● EXERCISE REQUIREMENTS
Which lines run from the line with "Objective — drop one pin on each instance of the smaller" through the line with "white facade, each" in the entries below? Print them exactly, both ends included, and nothing more.

● DATA TO USE
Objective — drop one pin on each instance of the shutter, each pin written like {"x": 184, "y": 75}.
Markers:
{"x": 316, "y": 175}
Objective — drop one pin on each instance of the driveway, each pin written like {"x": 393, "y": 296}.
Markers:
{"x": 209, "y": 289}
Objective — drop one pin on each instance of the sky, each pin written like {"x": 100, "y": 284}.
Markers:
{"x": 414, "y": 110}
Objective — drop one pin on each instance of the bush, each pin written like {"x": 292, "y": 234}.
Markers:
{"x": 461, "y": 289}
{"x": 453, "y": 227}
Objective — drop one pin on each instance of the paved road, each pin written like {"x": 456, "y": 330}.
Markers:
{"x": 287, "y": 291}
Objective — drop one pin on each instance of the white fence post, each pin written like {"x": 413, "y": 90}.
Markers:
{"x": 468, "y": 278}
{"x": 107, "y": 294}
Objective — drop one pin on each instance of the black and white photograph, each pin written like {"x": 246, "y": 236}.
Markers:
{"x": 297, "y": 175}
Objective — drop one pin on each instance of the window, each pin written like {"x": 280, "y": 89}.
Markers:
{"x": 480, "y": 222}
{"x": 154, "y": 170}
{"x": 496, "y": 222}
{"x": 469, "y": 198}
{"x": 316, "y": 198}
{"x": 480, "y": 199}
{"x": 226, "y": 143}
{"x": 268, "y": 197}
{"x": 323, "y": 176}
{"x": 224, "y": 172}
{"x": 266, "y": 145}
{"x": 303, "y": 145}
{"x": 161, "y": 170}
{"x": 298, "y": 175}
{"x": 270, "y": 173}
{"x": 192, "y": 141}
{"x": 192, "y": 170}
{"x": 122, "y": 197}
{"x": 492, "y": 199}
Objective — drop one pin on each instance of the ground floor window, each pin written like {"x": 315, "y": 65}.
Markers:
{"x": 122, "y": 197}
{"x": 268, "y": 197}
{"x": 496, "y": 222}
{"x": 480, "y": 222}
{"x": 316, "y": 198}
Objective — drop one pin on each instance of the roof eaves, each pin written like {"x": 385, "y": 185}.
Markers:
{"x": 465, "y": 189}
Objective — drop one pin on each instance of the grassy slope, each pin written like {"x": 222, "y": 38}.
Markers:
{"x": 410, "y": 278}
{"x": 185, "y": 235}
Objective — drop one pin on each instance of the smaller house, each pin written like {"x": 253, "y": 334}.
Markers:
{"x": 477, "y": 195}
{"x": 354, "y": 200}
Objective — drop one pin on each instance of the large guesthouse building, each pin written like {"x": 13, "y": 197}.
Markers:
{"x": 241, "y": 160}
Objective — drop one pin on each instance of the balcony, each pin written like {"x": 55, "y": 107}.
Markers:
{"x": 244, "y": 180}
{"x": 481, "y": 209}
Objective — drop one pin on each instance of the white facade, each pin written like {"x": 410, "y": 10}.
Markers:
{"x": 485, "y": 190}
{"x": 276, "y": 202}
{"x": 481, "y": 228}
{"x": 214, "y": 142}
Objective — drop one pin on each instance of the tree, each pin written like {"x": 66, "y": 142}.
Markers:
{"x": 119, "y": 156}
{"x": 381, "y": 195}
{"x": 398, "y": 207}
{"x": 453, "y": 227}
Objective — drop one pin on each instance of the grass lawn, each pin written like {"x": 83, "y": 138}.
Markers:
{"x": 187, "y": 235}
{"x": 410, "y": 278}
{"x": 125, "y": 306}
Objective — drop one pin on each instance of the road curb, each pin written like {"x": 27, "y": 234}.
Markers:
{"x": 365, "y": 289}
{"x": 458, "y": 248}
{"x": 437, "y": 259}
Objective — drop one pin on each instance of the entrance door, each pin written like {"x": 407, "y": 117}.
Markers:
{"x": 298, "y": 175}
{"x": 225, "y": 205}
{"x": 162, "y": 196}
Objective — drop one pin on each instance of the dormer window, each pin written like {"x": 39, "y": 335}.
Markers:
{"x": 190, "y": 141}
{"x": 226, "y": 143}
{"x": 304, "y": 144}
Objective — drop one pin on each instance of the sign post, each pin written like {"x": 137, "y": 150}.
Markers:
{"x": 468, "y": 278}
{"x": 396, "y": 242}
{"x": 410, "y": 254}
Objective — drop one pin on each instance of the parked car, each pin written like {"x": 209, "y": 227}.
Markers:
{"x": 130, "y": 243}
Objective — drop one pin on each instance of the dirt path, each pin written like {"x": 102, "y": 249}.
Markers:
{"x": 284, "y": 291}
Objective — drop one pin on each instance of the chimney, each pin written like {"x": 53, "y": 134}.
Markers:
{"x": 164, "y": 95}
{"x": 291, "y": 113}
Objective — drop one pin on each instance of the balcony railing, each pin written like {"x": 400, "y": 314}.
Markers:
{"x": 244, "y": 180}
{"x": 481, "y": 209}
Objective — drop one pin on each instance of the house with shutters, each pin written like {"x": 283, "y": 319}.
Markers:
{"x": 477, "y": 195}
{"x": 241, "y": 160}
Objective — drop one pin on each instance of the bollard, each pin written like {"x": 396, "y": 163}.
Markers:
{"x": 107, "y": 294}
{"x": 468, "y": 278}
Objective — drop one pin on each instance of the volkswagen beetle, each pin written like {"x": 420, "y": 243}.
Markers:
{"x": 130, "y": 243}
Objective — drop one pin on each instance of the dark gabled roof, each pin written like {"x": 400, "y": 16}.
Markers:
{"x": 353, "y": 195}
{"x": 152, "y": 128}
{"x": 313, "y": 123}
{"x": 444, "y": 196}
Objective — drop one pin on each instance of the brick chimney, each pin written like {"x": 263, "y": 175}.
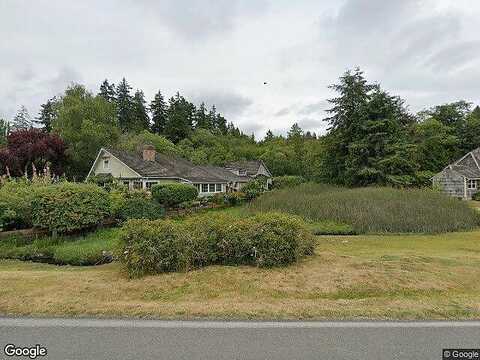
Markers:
{"x": 149, "y": 153}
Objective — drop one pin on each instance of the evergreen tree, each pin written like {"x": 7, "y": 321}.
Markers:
{"x": 4, "y": 131}
{"x": 268, "y": 136}
{"x": 212, "y": 118}
{"x": 22, "y": 119}
{"x": 140, "y": 115}
{"x": 107, "y": 91}
{"x": 202, "y": 120}
{"x": 367, "y": 142}
{"x": 125, "y": 106}
{"x": 221, "y": 124}
{"x": 47, "y": 114}
{"x": 181, "y": 114}
{"x": 159, "y": 111}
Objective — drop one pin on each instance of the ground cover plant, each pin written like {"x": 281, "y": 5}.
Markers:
{"x": 265, "y": 240}
{"x": 408, "y": 276}
{"x": 92, "y": 249}
{"x": 373, "y": 209}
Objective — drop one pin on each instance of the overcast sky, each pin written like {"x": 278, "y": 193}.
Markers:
{"x": 222, "y": 52}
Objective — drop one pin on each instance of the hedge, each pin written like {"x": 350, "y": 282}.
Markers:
{"x": 272, "y": 239}
{"x": 287, "y": 181}
{"x": 136, "y": 204}
{"x": 174, "y": 193}
{"x": 67, "y": 207}
{"x": 16, "y": 203}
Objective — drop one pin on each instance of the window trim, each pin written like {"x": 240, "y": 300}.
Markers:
{"x": 472, "y": 184}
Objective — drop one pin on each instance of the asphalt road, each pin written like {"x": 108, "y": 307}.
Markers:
{"x": 162, "y": 340}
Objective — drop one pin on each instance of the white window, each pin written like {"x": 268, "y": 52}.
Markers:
{"x": 149, "y": 184}
{"x": 472, "y": 184}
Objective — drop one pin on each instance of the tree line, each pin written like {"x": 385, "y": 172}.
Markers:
{"x": 372, "y": 138}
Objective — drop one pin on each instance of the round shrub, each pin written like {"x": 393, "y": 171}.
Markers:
{"x": 16, "y": 203}
{"x": 253, "y": 189}
{"x": 173, "y": 194}
{"x": 68, "y": 207}
{"x": 150, "y": 247}
{"x": 280, "y": 239}
{"x": 287, "y": 181}
{"x": 266, "y": 240}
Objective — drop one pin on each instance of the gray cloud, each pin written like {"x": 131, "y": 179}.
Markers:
{"x": 221, "y": 51}
{"x": 226, "y": 101}
{"x": 198, "y": 19}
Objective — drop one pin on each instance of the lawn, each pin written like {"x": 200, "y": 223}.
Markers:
{"x": 350, "y": 277}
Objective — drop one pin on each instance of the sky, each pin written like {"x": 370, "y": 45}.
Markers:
{"x": 223, "y": 51}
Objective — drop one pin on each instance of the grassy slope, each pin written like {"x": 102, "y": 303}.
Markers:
{"x": 373, "y": 209}
{"x": 394, "y": 277}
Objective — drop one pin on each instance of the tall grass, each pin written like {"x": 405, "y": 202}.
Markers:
{"x": 373, "y": 209}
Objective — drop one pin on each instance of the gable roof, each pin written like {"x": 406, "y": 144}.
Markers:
{"x": 171, "y": 166}
{"x": 250, "y": 166}
{"x": 468, "y": 165}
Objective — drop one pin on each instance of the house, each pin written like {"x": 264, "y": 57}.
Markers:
{"x": 251, "y": 169}
{"x": 462, "y": 178}
{"x": 142, "y": 170}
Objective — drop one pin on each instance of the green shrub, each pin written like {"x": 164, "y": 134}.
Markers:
{"x": 16, "y": 203}
{"x": 150, "y": 247}
{"x": 287, "y": 181}
{"x": 93, "y": 249}
{"x": 218, "y": 198}
{"x": 174, "y": 194}
{"x": 253, "y": 189}
{"x": 68, "y": 207}
{"x": 234, "y": 198}
{"x": 136, "y": 204}
{"x": 279, "y": 239}
{"x": 272, "y": 239}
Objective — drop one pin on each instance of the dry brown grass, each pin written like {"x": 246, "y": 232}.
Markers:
{"x": 374, "y": 277}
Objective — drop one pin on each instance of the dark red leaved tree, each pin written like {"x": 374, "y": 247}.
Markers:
{"x": 32, "y": 146}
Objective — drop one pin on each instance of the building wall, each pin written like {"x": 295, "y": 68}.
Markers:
{"x": 115, "y": 167}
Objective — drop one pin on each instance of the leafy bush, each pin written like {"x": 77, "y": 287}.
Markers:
{"x": 173, "y": 194}
{"x": 16, "y": 203}
{"x": 265, "y": 240}
{"x": 373, "y": 209}
{"x": 287, "y": 181}
{"x": 234, "y": 198}
{"x": 93, "y": 249}
{"x": 253, "y": 189}
{"x": 136, "y": 204}
{"x": 150, "y": 247}
{"x": 68, "y": 207}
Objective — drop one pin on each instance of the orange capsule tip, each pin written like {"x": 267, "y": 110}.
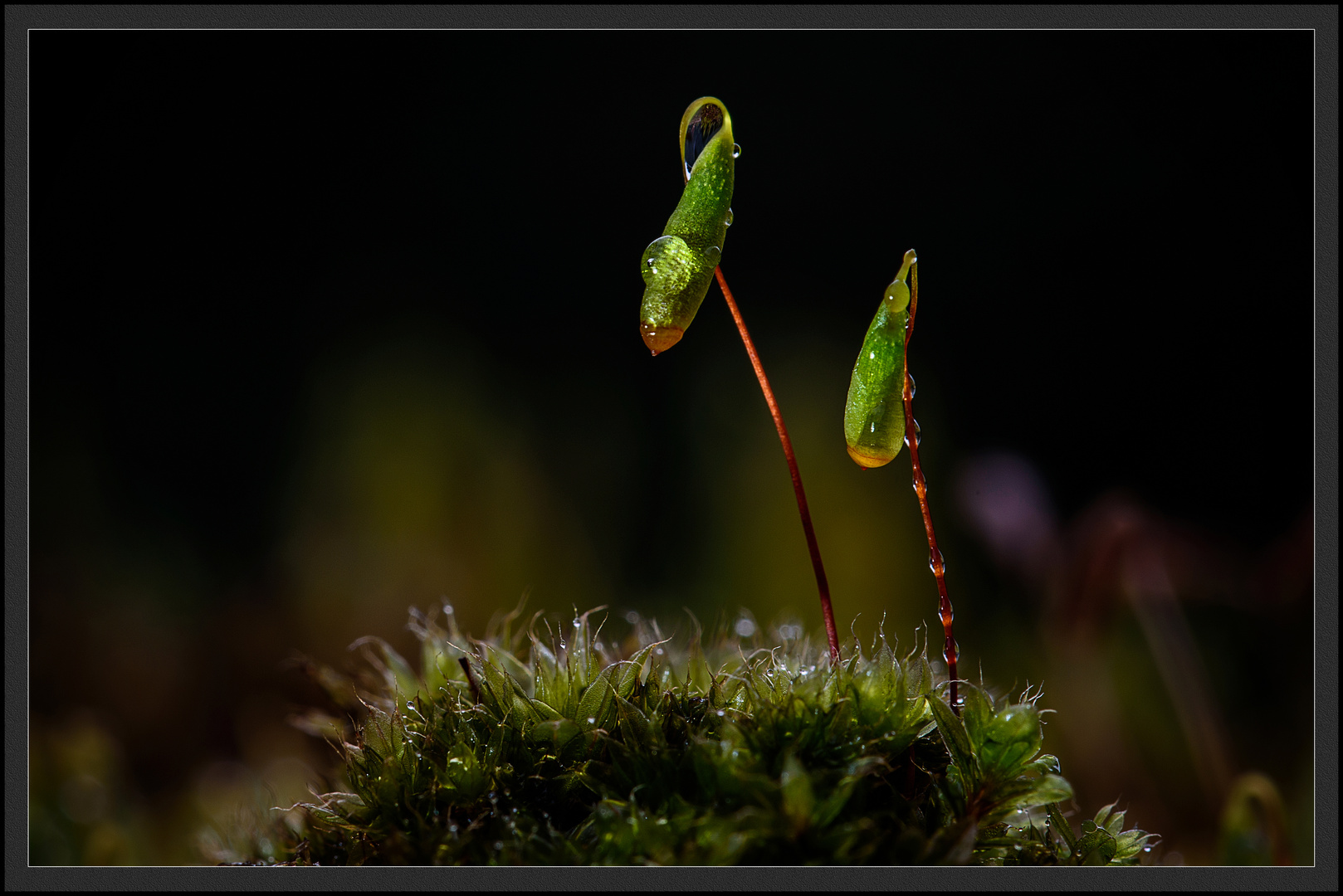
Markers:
{"x": 660, "y": 338}
{"x": 868, "y": 461}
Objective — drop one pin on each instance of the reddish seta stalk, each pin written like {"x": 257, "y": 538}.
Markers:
{"x": 823, "y": 586}
{"x": 950, "y": 650}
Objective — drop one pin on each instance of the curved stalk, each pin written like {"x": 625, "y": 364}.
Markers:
{"x": 823, "y": 585}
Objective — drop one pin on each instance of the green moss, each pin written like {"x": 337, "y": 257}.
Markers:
{"x": 595, "y": 751}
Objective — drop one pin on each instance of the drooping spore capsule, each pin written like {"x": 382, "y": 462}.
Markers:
{"x": 678, "y": 266}
{"x": 875, "y": 412}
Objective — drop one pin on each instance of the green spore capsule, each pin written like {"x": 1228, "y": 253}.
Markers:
{"x": 875, "y": 414}
{"x": 678, "y": 266}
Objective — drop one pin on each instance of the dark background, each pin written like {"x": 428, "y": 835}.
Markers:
{"x": 330, "y": 324}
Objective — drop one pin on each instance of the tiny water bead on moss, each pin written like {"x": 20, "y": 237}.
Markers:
{"x": 700, "y": 754}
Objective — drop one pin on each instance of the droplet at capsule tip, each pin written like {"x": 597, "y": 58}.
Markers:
{"x": 868, "y": 461}
{"x": 660, "y": 338}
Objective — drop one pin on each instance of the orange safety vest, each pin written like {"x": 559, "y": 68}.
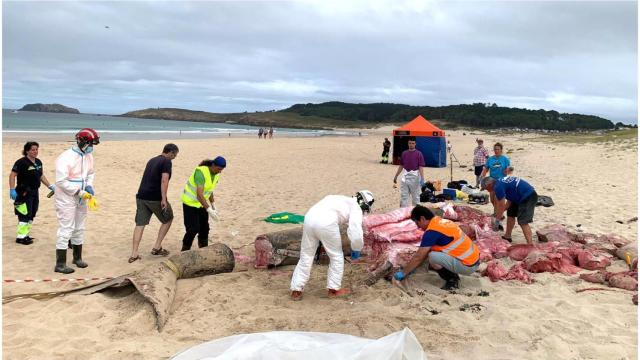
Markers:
{"x": 461, "y": 247}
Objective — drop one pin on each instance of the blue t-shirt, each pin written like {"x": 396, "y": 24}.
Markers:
{"x": 497, "y": 166}
{"x": 513, "y": 188}
{"x": 432, "y": 237}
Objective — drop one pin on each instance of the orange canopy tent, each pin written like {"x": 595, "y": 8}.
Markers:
{"x": 430, "y": 141}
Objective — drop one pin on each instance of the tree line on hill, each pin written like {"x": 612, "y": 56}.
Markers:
{"x": 479, "y": 115}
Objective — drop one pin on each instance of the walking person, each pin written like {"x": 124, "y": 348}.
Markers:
{"x": 497, "y": 167}
{"x": 29, "y": 174}
{"x": 386, "y": 146}
{"x": 480, "y": 156}
{"x": 321, "y": 225}
{"x": 411, "y": 164}
{"x": 152, "y": 199}
{"x": 74, "y": 187}
{"x": 198, "y": 201}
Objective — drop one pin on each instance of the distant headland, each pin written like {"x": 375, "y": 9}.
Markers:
{"x": 57, "y": 108}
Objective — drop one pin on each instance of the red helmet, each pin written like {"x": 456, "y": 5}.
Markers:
{"x": 88, "y": 136}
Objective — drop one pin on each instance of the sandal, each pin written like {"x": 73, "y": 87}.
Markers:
{"x": 161, "y": 252}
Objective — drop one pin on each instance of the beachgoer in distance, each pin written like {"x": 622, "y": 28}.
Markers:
{"x": 29, "y": 173}
{"x": 448, "y": 249}
{"x": 321, "y": 225}
{"x": 496, "y": 166}
{"x": 480, "y": 156}
{"x": 151, "y": 199}
{"x": 386, "y": 146}
{"x": 411, "y": 164}
{"x": 74, "y": 188}
{"x": 518, "y": 198}
{"x": 198, "y": 203}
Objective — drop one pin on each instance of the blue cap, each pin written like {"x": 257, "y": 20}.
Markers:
{"x": 220, "y": 161}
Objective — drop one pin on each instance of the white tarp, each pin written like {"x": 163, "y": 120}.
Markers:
{"x": 281, "y": 345}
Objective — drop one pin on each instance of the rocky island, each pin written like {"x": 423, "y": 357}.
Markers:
{"x": 57, "y": 108}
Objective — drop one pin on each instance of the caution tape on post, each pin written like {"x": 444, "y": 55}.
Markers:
{"x": 53, "y": 280}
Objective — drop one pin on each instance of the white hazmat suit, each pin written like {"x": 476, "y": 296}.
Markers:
{"x": 321, "y": 224}
{"x": 74, "y": 172}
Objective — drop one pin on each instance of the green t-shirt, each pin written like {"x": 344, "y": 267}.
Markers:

● EXERCISE ANSWER
Objective — drop one pin on each instance of the smaller house, each pin written like {"x": 253, "y": 334}.
Markers:
{"x": 477, "y": 195}
{"x": 354, "y": 200}
Objective — drop one pin on each instance of the large guesthouse building, each pin written like {"x": 13, "y": 197}.
Markers:
{"x": 241, "y": 160}
Objective — drop one pin on each instance of the balcony, each pin written like {"x": 55, "y": 107}.
Markers:
{"x": 244, "y": 180}
{"x": 481, "y": 209}
Objective — drop one pin on each instance of the white facade, each pin written like {"x": 410, "y": 10}.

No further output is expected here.